**REQUIREMENT:**
Please copy out the rows below, switching "set one pin" to "place one marker" wherever it occurs and keeping everything else the same.

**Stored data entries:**

● ● ● ●

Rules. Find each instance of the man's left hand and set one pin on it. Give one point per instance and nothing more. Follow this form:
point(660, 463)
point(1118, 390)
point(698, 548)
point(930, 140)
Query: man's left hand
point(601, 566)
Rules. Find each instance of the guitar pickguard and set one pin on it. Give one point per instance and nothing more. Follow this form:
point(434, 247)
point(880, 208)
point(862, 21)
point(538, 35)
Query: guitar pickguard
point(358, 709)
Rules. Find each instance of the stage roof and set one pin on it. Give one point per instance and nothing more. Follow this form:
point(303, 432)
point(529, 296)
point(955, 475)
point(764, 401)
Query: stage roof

● ● ● ●

**RESPONSE TO THIS EXERCISE:**
Rules. Find each instance of the man's left hand and place one marker on it. Give one point per instance and nothing more. Follow this form:
point(660, 463)
point(1118, 390)
point(698, 548)
point(930, 140)
Query: man's left hand
point(601, 566)
Rules. Find each instance of the guitar pickguard and place one marker on it. Give one point per instance and nothing more. Follow this form:
point(434, 247)
point(880, 208)
point(862, 21)
point(538, 35)
Query: guitar pickguard
point(358, 709)
Rules. Find each instance of the stage roof and place one marker on it. Give one point per instance and nothing more. Follow this form:
point(303, 432)
point(529, 296)
point(955, 475)
point(764, 401)
Query: stage roof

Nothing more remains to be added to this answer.